◆ EXCERPTED RECORDS

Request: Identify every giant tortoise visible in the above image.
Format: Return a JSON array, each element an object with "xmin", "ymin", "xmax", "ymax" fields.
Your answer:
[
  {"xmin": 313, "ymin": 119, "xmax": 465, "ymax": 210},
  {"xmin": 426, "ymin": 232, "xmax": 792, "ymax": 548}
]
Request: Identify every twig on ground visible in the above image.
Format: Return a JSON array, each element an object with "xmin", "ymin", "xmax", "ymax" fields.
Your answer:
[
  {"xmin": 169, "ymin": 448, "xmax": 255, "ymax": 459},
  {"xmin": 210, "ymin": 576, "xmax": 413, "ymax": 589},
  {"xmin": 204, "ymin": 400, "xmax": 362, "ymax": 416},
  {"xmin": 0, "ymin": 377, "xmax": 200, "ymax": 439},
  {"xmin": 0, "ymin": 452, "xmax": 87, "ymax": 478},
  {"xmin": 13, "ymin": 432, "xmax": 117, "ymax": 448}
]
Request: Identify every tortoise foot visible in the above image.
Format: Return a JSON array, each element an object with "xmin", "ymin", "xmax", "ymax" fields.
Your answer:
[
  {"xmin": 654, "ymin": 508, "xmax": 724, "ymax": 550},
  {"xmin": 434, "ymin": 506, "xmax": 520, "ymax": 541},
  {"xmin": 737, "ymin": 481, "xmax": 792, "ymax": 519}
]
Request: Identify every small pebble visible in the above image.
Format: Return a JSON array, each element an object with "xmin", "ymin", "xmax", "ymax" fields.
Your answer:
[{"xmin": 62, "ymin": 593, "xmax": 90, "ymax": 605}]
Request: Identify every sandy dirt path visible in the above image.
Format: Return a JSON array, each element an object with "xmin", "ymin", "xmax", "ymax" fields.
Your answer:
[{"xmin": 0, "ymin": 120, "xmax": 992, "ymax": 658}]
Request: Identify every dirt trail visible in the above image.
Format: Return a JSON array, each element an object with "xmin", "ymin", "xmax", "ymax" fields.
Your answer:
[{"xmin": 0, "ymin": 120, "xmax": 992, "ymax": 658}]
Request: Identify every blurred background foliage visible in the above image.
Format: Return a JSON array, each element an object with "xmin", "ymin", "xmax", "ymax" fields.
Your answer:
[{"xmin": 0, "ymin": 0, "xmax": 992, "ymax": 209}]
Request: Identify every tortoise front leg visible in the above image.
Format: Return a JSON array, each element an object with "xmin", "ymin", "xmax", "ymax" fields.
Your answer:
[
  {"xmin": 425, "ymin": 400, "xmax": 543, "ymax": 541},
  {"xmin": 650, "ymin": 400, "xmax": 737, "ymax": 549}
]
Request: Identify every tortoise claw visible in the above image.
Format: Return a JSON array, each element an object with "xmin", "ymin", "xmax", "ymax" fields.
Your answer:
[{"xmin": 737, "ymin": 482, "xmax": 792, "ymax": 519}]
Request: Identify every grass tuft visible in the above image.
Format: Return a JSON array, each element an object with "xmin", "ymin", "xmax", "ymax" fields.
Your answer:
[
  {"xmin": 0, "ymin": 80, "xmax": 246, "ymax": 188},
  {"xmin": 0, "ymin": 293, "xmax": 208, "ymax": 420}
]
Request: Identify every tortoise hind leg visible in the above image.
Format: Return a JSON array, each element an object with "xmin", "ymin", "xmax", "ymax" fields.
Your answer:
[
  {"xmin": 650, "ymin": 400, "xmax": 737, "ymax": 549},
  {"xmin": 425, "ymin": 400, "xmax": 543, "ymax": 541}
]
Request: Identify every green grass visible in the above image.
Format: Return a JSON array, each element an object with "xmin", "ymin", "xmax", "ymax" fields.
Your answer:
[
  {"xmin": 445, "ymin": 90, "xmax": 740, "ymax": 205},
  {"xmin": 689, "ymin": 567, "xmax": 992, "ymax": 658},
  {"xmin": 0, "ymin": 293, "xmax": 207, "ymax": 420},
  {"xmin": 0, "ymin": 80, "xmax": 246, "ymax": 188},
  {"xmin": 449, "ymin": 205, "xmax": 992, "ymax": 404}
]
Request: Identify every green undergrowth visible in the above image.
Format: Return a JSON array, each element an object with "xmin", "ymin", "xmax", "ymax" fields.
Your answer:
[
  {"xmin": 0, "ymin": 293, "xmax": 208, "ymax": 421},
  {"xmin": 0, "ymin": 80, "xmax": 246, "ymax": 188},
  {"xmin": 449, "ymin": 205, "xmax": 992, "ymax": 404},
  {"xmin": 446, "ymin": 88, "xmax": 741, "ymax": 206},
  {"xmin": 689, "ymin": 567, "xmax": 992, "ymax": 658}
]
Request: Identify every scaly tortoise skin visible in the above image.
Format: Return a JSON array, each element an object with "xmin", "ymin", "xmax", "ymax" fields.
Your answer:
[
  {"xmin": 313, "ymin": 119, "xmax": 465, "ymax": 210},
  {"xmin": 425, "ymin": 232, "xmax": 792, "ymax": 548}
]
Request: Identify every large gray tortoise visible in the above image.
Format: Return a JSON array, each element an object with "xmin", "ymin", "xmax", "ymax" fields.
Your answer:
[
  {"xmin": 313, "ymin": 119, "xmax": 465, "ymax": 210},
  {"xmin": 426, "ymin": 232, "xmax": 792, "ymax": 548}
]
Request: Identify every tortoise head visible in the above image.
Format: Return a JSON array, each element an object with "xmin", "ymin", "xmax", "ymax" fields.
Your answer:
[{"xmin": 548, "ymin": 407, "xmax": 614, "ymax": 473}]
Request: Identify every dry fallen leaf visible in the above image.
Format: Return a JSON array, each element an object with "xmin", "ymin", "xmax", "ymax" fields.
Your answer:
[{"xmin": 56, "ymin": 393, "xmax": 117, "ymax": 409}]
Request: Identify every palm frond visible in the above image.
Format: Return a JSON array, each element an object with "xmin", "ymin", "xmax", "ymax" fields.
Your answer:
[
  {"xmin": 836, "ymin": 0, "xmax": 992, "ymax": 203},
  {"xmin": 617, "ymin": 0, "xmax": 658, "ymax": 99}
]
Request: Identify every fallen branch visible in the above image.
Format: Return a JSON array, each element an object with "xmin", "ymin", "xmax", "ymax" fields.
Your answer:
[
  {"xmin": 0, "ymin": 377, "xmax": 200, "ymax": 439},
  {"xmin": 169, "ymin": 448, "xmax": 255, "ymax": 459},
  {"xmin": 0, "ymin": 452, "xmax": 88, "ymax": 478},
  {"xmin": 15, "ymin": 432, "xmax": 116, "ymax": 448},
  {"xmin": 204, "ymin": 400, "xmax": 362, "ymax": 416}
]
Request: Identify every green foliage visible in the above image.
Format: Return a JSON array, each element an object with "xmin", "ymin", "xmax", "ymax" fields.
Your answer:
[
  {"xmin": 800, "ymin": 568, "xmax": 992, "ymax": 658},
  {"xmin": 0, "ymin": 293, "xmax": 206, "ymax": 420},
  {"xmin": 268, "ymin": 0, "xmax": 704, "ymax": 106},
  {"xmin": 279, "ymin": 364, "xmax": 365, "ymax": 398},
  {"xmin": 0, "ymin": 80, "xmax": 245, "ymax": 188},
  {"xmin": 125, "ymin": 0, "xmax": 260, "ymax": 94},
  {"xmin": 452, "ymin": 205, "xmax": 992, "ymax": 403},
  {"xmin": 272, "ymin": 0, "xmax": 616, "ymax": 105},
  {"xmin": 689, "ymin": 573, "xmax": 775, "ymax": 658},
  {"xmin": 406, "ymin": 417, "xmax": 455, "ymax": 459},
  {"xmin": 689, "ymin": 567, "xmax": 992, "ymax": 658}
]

◆ WHAT YOU ARE ASKED TO DO
Recast the material above as a numbered list with one entry per line, omitting any blank lines.

◆ FINAL RESULT
1. Request: Identify every giant tortoise visible in the above image.
2. Format: Return a JSON array, each element an object with "xmin", "ymin", "xmax", "ymax" fields.
3. Your answer:
4. [
5.   {"xmin": 313, "ymin": 119, "xmax": 465, "ymax": 210},
6.   {"xmin": 426, "ymin": 232, "xmax": 792, "ymax": 548}
7. ]
8. Request: Identify every twig on ground visible in the above image.
9. Format: Return a JSON array, each element an object with "xmin", "ymin", "xmax", "ymax" fields.
10. Your answer:
11. [
12.   {"xmin": 169, "ymin": 448, "xmax": 255, "ymax": 459},
13.   {"xmin": 210, "ymin": 576, "xmax": 413, "ymax": 589},
14.   {"xmin": 204, "ymin": 400, "xmax": 362, "ymax": 416},
15.   {"xmin": 0, "ymin": 377, "xmax": 200, "ymax": 439},
16.   {"xmin": 0, "ymin": 452, "xmax": 87, "ymax": 478},
17.   {"xmin": 13, "ymin": 432, "xmax": 117, "ymax": 448}
18. ]
19. Request: Identify every tortoise foot visible in the above image.
20. Format: Return a JSON array, each element an object with "xmin", "ymin", "xmax", "ymax" fields.
21. Your answer:
22. [
23.   {"xmin": 654, "ymin": 508, "xmax": 724, "ymax": 550},
24.   {"xmin": 434, "ymin": 506, "xmax": 520, "ymax": 541},
25.   {"xmin": 737, "ymin": 481, "xmax": 792, "ymax": 519}
26. ]
27. Request: Identify every small pebble visible in the above image.
28. Format: Return a JSON array, each element an object with "xmin", "ymin", "xmax", "ymax" fields.
29. Your answer:
30. [{"xmin": 62, "ymin": 593, "xmax": 90, "ymax": 605}]
31. Request: Identify every sandy dirt path visible in the above image.
32. Format: Return a JSON array, each element an object with "xmin", "ymin", "xmax", "ymax" fields.
33. Your answer:
34. [{"xmin": 0, "ymin": 120, "xmax": 992, "ymax": 658}]
35. Request: Identify every dirt trail visible in the above image.
36. Format: Return a JSON array, each element an object with "xmin", "ymin", "xmax", "ymax" fields.
37. Your answer:
38. [{"xmin": 0, "ymin": 120, "xmax": 992, "ymax": 658}]
39. Request: Identify every blurred background foliage visible in the above image.
40. Format: Return a JSON array, each element an object with "xmin", "ymin", "xmax", "ymax" fields.
41. Your answer:
42. [{"xmin": 0, "ymin": 0, "xmax": 992, "ymax": 209}]
43. Request: Identify every tortoise front leg visible in the above image.
44. Format: Return a JSON array, each element an object with "xmin", "ymin", "xmax", "ymax" fields.
45. Your answer:
46. [
47.   {"xmin": 425, "ymin": 400, "xmax": 543, "ymax": 541},
48.   {"xmin": 650, "ymin": 400, "xmax": 737, "ymax": 549}
49. ]
50. Request: Identify every tortoise claw visible in the above image.
51. Format: Return a JSON array, each element an object with "xmin", "ymin", "xmax", "ymax" fields.
52. Your answer:
53. [{"xmin": 737, "ymin": 482, "xmax": 792, "ymax": 519}]
54. Request: Identify every grass tuft visible in the above image.
55. Format: Return a JSON array, each element an object with "xmin", "ymin", "xmax", "ymax" fields.
56. Your answer:
57. [
58.   {"xmin": 0, "ymin": 80, "xmax": 246, "ymax": 188},
59.   {"xmin": 0, "ymin": 293, "xmax": 208, "ymax": 420}
60. ]
61. Request: Identify every tortoise hind leg visible in the above image.
62. Format: Return a JSON array, each element an object with "xmin", "ymin", "xmax", "ymax" fields.
63. Your answer:
64. [
65.   {"xmin": 650, "ymin": 400, "xmax": 737, "ymax": 549},
66.   {"xmin": 425, "ymin": 400, "xmax": 543, "ymax": 541}
67. ]
68. Request: Identify every green grass visible in the above image.
69. Format: Return a JSON array, each element an object with "xmin", "ymin", "xmax", "ymax" fields.
70. Your answer:
71. [
72.   {"xmin": 445, "ymin": 90, "xmax": 740, "ymax": 205},
73.   {"xmin": 689, "ymin": 567, "xmax": 992, "ymax": 658},
74.   {"xmin": 0, "ymin": 293, "xmax": 207, "ymax": 420},
75.   {"xmin": 0, "ymin": 80, "xmax": 246, "ymax": 188},
76.   {"xmin": 449, "ymin": 205, "xmax": 992, "ymax": 404}
77. ]
78. Request: Identify every green undergrowth visible in the above image.
79. Format: Return a JSON array, each element an object with "xmin", "ymin", "xmax", "ymax" fields.
80. Your answer:
81. [
82.   {"xmin": 0, "ymin": 293, "xmax": 208, "ymax": 421},
83.   {"xmin": 0, "ymin": 80, "xmax": 246, "ymax": 188},
84.   {"xmin": 449, "ymin": 205, "xmax": 992, "ymax": 404},
85.   {"xmin": 446, "ymin": 88, "xmax": 741, "ymax": 206},
86.   {"xmin": 689, "ymin": 567, "xmax": 992, "ymax": 658}
87. ]
88. Request: Identify every scaly tortoise skin visible in the above image.
89. Format: Return a JSON array, each element an object with "xmin", "ymin", "xmax", "ymax" fields.
90. Your answer:
91. [
92.   {"xmin": 313, "ymin": 119, "xmax": 465, "ymax": 210},
93.   {"xmin": 425, "ymin": 232, "xmax": 792, "ymax": 548}
94. ]
95. Request: Identify every large gray tortoise visible in the above image.
96. Format: Return a JSON array, each element an object with "xmin", "ymin", "xmax", "ymax" fields.
97. Your answer:
98. [
99.   {"xmin": 313, "ymin": 119, "xmax": 465, "ymax": 210},
100.   {"xmin": 426, "ymin": 232, "xmax": 792, "ymax": 548}
101. ]
102. Request: Identify every tortoise head visible in the above image.
103. Format: Return a JSON array, each element an object with "xmin", "ymin", "xmax", "ymax" fields.
104. Your answer:
105. [{"xmin": 548, "ymin": 407, "xmax": 614, "ymax": 473}]
106. Request: Identify every dry fallen leaf visible in the above image.
107. Format: Return a JSON array, each element an object with "xmin", "ymin", "xmax", "ymax" fields.
108. Your answer:
109. [{"xmin": 56, "ymin": 393, "xmax": 117, "ymax": 409}]
110. Request: Identify every palm frond visible in the above image.
111. Format: Return a JSON array, each element an object with "xmin", "ymin", "xmax", "ymax" fields.
112. Your answer:
113. [
114.   {"xmin": 836, "ymin": 0, "xmax": 992, "ymax": 203},
115.   {"xmin": 617, "ymin": 0, "xmax": 658, "ymax": 99}
116. ]
117. Request: Identify every fallen branch visible in the above image.
118. Format: Return a JSON array, each element an object with "xmin", "ymin", "xmax", "ymax" fields.
119. Your answer:
120. [
121.   {"xmin": 0, "ymin": 377, "xmax": 200, "ymax": 439},
122.   {"xmin": 169, "ymin": 448, "xmax": 255, "ymax": 459},
123.   {"xmin": 0, "ymin": 452, "xmax": 88, "ymax": 478},
124.   {"xmin": 15, "ymin": 432, "xmax": 116, "ymax": 448},
125.   {"xmin": 204, "ymin": 400, "xmax": 362, "ymax": 416}
126. ]
127. Request: Identify every green foliage visible in the above image.
128. Format: Return a JSON array, each element an object with "xmin", "ymin", "xmax", "ymax" fields.
129. Your answer:
130. [
131.   {"xmin": 800, "ymin": 568, "xmax": 992, "ymax": 658},
132.   {"xmin": 0, "ymin": 293, "xmax": 206, "ymax": 420},
133.   {"xmin": 268, "ymin": 0, "xmax": 704, "ymax": 106},
134.   {"xmin": 279, "ymin": 364, "xmax": 365, "ymax": 398},
135.   {"xmin": 0, "ymin": 80, "xmax": 245, "ymax": 188},
136.   {"xmin": 125, "ymin": 0, "xmax": 260, "ymax": 94},
137.   {"xmin": 452, "ymin": 205, "xmax": 992, "ymax": 403},
138.   {"xmin": 272, "ymin": 0, "xmax": 616, "ymax": 105},
139.   {"xmin": 689, "ymin": 573, "xmax": 775, "ymax": 658},
140.   {"xmin": 406, "ymin": 417, "xmax": 455, "ymax": 459},
141.   {"xmin": 689, "ymin": 567, "xmax": 992, "ymax": 658}
142. ]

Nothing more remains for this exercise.